- [Aangeleverd materiaal]:
——————————

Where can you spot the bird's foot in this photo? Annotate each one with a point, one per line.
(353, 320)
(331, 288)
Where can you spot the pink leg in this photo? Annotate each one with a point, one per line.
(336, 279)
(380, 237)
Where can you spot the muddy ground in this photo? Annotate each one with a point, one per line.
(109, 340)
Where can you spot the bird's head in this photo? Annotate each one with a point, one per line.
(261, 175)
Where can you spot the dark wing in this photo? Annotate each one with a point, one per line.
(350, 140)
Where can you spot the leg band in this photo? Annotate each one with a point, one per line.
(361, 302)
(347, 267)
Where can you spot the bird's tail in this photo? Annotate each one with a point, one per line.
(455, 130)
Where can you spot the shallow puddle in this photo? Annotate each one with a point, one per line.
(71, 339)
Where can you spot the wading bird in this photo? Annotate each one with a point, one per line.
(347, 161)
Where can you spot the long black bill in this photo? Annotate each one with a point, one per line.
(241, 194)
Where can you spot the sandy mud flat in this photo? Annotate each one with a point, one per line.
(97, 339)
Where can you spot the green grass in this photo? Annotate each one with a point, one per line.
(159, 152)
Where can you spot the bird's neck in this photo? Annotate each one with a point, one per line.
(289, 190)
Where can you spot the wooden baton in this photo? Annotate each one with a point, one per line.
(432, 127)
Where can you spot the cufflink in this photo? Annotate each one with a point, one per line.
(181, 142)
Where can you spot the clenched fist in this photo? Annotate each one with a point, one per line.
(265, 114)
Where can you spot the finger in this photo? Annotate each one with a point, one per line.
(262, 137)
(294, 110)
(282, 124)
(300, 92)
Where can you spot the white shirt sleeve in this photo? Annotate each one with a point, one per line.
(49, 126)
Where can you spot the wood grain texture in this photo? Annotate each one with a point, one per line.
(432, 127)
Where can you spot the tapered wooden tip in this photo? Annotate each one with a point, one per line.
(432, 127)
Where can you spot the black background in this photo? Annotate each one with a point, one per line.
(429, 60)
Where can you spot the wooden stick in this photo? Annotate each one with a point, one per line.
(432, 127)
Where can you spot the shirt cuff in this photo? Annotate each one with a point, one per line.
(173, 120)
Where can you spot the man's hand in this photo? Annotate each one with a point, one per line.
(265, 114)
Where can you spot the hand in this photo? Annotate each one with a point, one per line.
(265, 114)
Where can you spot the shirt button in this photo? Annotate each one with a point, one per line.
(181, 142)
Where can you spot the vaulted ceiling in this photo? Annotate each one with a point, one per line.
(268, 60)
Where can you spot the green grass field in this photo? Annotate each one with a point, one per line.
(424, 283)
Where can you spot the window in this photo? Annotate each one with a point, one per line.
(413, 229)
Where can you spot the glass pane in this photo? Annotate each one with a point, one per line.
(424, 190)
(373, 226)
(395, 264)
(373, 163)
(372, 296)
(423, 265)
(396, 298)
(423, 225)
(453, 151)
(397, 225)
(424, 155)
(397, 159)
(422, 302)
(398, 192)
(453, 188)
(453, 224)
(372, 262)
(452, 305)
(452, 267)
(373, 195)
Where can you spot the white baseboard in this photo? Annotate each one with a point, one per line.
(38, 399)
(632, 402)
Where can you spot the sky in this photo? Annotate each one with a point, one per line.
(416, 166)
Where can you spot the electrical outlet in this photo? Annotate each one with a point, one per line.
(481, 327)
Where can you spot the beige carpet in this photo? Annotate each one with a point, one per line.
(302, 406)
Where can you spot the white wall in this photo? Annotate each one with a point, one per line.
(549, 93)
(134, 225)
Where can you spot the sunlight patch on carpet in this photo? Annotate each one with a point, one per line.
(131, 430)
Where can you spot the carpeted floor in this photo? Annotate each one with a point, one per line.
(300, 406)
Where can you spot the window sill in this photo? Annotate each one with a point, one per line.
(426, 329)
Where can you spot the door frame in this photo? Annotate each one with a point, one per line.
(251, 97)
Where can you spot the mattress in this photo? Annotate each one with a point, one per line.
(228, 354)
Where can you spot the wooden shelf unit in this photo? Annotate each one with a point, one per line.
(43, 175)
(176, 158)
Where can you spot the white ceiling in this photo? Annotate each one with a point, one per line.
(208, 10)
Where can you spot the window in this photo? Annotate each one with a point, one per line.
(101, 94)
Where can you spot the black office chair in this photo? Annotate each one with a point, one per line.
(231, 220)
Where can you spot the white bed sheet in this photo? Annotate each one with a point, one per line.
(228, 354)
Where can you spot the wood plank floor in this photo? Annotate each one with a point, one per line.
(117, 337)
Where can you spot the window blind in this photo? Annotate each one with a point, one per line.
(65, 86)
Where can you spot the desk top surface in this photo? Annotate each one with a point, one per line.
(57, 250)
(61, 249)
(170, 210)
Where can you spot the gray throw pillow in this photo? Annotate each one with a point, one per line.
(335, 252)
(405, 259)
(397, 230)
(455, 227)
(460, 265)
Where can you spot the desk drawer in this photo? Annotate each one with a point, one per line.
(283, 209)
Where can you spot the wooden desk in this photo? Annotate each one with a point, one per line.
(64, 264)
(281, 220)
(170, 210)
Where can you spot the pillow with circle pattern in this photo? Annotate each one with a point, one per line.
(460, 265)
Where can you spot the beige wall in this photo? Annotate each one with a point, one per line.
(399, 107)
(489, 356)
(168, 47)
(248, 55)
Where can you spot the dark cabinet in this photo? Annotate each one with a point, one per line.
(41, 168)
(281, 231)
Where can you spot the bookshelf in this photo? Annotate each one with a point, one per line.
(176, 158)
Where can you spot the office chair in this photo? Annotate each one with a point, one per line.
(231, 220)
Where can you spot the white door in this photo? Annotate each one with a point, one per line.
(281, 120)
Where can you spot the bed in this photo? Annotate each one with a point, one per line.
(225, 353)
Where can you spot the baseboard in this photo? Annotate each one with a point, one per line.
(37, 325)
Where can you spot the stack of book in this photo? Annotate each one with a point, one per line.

——————————

- [Gestelde taak]:
Neemt u alle rijen hierboven woord voor woord en ongewijzigd over.

- [Volledig antwoord]:
Where can you spot the bird's foot in this photo? Annotate each one with a point, one per line.
(353, 320)
(331, 288)
Where can you spot the pink leg in this photo? Annotate each one with a point, one per line.
(336, 279)
(380, 237)
Where can you spot the muddy ground in this photo? Annotate each one with a point, one per line.
(109, 340)
Where can you spot the bird's head in this photo? Annotate each one with a point, one per line.
(261, 175)
Where can you spot the dark wing in this photo? Annotate each one with a point, one per line.
(350, 140)
Where can you spot the leg band in this photo? Annotate each one with a point, one per line.
(361, 302)
(347, 267)
Where can you spot the bird's tail in this photo? Annotate each one with a point, one per line.
(455, 130)
Where can you spot the shallow puddle in this photo? Annotate each one with a point, one per line.
(71, 339)
Where can you spot the wading bird in this photo? Annotate each one with a point, one per line.
(347, 161)
Where can you spot the long black bill in this photo? Annotate each one with a point, one per line.
(241, 194)
Where can you spot the sandy mud flat in this photo? Annotate each one with a point, one per line.
(97, 339)
Where can you spot the green grass in this photo? Annotate each one with a point, one per line.
(159, 152)
Where can you spot the bird's neck in this photo? Annotate each one with a point, one per line.
(289, 190)
Where can you spot the wooden baton in this photo? Annotate each one with a point, one per line.
(432, 127)
Where can you spot the cufflink in this photo? Annotate each one with a point, one per line.
(181, 142)
Where can you spot the clenched fist in this photo? Annotate each one with a point, one per line.
(265, 114)
Where can you spot the finger in this photo? Annotate each one with a point, one per line.
(262, 137)
(294, 110)
(282, 124)
(300, 92)
Where can you spot the white shirt sleeve in this photo? Annotate each one with a point, one per line.
(49, 126)
Where can you spot the wood grain texture in this photo? Annotate each one with a point, one per line.
(432, 127)
Where can you spot the tapered wooden tip in this photo? Annotate each one with a point, one per line.
(432, 127)
Where can you spot the black background in this photo? Annotate each one with a point, one per line.
(429, 60)
Where can you spot the wooden stick in this photo? Annotate each one with a point, one per line.
(432, 127)
Where can you spot the shirt cuff in this photo? Annotate each one with a point, one per line.
(173, 120)
Where can you spot the man's hand in this photo? Annotate each one with a point, one per line.
(265, 114)
Where can you spot the hand in this photo? Annotate each one with a point, one per line.
(265, 114)
Where can you spot the shirt button in this photo? Annotate each one with a point, one per line.
(181, 142)
Where can you spot the vaulted ceiling in this photo? Annotate each one with a point, one per line.
(268, 60)
Where can you spot the green grass field in this photo? Annotate each one with a point, one per line.
(424, 283)
Where can you spot the window in this photo? Annotate each one with a point, one per line.
(413, 229)
Where can you spot the glass pane in this photo? Annotate each one with a point, one per line.
(424, 190)
(373, 226)
(395, 264)
(373, 163)
(372, 296)
(423, 265)
(396, 298)
(423, 225)
(453, 151)
(397, 225)
(424, 155)
(397, 159)
(422, 302)
(398, 192)
(453, 188)
(453, 224)
(372, 262)
(452, 305)
(452, 267)
(373, 195)
Where can you spot the white baseboard in this photo? Annotate each one with a point, one per line.
(38, 399)
(632, 402)
Where can you spot the sky in this photo? Annotate each one with a point, one per line.
(416, 166)
Where can you spot the electrical outlet in this photo? Annotate each one with a point, one per line.
(481, 327)
Where can you spot the beige carpet in this photo? Annotate each one with a point, one per line.
(302, 406)
Where can you spot the white wall in this photo? Annotate each one with a point, one per line.
(549, 93)
(134, 225)
Where can you spot the sunlight patch on carpet in this photo? Annotate each one with a point, one per line.
(131, 430)
Where can you spot the carpeted floor in this photo? Annotate each one with a point, one per line.
(300, 406)
Where can you spot the window sill in this photo? Annotate each one with a point, one per line.
(426, 329)
Where can you spot the door frame in this photo? Annotate each one with a point, one per line.
(251, 97)
Where can you spot the mattress in this photo? Annotate each one with a point, one per line.
(228, 354)
Where can you spot the wooden shelf unit in this photo? Annotate each one with a point, one per line.
(43, 175)
(176, 158)
Where can you spot the white ceiling in this photo? Annotate each one with a point, one per line.
(208, 10)
Where can you spot the window in this photo? Annotate each one with a point, one per line.
(101, 94)
Where can you spot the black office chair in this photo? Annotate each one with a point, one per line.
(231, 220)
Where can you spot the white bed sheet in this photo? Annotate each one with a point, one per line.
(228, 354)
Where can you spot the wood plank floor in this photo? Annotate each one with a point, one per line.
(117, 337)
Where can you spot the window blind in this photo? Annotate each one with a point, one per line.
(65, 86)
Where can you spot the desk top surface in this photo? Annotate each one with a point, one per line.
(57, 250)
(61, 249)
(170, 210)
Where can you spot the gray throw pillow in this photo? Annotate each one with a point, one per line.
(335, 252)
(405, 259)
(397, 230)
(455, 227)
(460, 265)
Where can you spot the desk drawer in this photo? Annotate each one with a point, one per line.
(283, 209)
Where can you spot the wooden desk in this photo? Annotate each one with a point, one per line.
(64, 264)
(281, 220)
(170, 210)
Where can you spot the pillow with circle pattern in this photo? Annotate each one with a point, one per line.
(460, 265)
Where can you spot the beige wall in this photo? Annotate each one with a point, one per line.
(399, 107)
(489, 356)
(168, 47)
(248, 55)
Where can you spot the dark cabinet in this photo? Annotate each one with a point, one per line.
(41, 168)
(281, 231)
Where can you spot the bookshelf in this photo? Annotate each one with a point, one per line.
(176, 158)
Where can you spot the office chair in this photo? Annotate each one with a point, one per line.
(231, 220)
Where can you spot the white door in this photo? Annotate each one with a point, one per line.
(281, 120)
Where can you spot the bed in this photo? Annotate each one with a point, one per line.
(225, 353)
Where can you spot the baseboard in this photo? Annotate each one with a point, one per line.
(37, 325)
Where can you spot the stack of book in this photo? Annotate each one with a point, one per line.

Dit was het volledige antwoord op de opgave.